____ Document excerpt
Your caregiver will ask when you first saw the growth. He will ask if the size, color, or shape have changed since you first saw it. He will look over the rest of your skin for other growths. He will ask about your family history of skin cancer, your past sunburns, and the time you spend in the sun or in tanning beds. You may also need the following:
- Biopsy: Your caregiver removes a part of the growth to be tested for cancer cells. Your caregiver will numb your skin with a shot of local anesthetic. He will shave a thin piece off the top or cut into the skin to remove a piece of the tumor.
How is basal cell carcinoma treated?
Treatment depends on your cancer, the area affected, and any other health conditions you may have. Treatments may include:
- Surgery: Surgery is the most common treatment. Your caregiver numbs the skin and removes the tumor. He may look at the tissue pieces with a microscope to make sure all of the cancer cells are removed. He may use an electric needle to burn off cancer cells. He may freeze the tumor with a chemical called liquid nitrogen.
- Skin medicines: Your caregiver may put medicines on your skin to help remove the cancer. This includes medicines that kill the cancer cells directly or help your immune system to attack the cancer cells
- Radiation: You may need radiation treatment if you cannot have surgery, are older, or have a large tumor. Radiation therapy uses special x-rays to kill the cancer cells.
How do I care for my wound after biopsy or treatment?
________
**Required actions:**
A: Reproduce the stretch of the basal cell carcinoma text from "How is basal" through "called liquid nitrogen.".
B: According to the basal cell carcinoma text, what does radiation therapy use to kill the cancer cells?
C: Carry the basal cell carcinoma text forward from its final line with the next part.
The material has no connection to the basal cell carcinoma text.
____ Supplied material
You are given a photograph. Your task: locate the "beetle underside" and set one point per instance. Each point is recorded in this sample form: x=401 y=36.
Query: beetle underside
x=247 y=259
________
**Outputs for the tasks:**
A:
How is basal cell carcinoma treated?
Treatment depends on your cancer, the area affected, and any other health conditions you may have. Treatments may include:
- Surgery: Surgery is the most common treatment. Your caregiver numbs the skin and removes the tumor. He may look at the tissue pieces with a microscope to make sure all of the cancer cells are removed. He may use an electric needle to burn off cancer cells. He may freeze the tumor with a chemical called liquid nitrogen.

B: It uses special x-rays.

C:
You may have an open wound or stitches after your skin biopsy or treatment. Ask your caregiver how to care for your wound. You may need to have the stitches removed after the skin starts to heal.
What can I do to help prevent new skin cancers?
- Follow up with your caregiver as directed: You may need to see your caregiver every few months. Ask how often you need to be checked.
- Do a body check once a month: Look for new growths or sores. Check for changes in the size, shape, or color of your moles and freckles. Look for sores that do not heal. Use a mirror to check places that are hard to see. Ask family members or friends to help.
- Protect your skin from UV light: Avoid the sun between 10 a.m. and 4 p.m., when the rays are strongest. If you are outside, apply sunscreen with a sun protection factor (SPF) of 30 or more every 2 hours. Do this even on cloudy days. Wear pants and long sleeves to cover your body. Hats with a wide brim can protect your face, head, and neck. Wear sunglasses that block 99% of UV rays. Avoid tanning beds.
What are the risks of basal cell carcinoma?
- A biopsy or surgery can create scars. Your treated skin may be lighter than normal after it heals. Skin may be red, dry, and sore after radiation treatment. Chemotherapy may cause nausea, vomiting, and hair loss. You may need skin grafts or reconstructive surgery after treatment for large cancers. BCC could come back, or you could get a new skin cancer.
- Without treatment, BCC can spread to surrounding tissues and grow into your muscles and bones.
Where can I find support and information?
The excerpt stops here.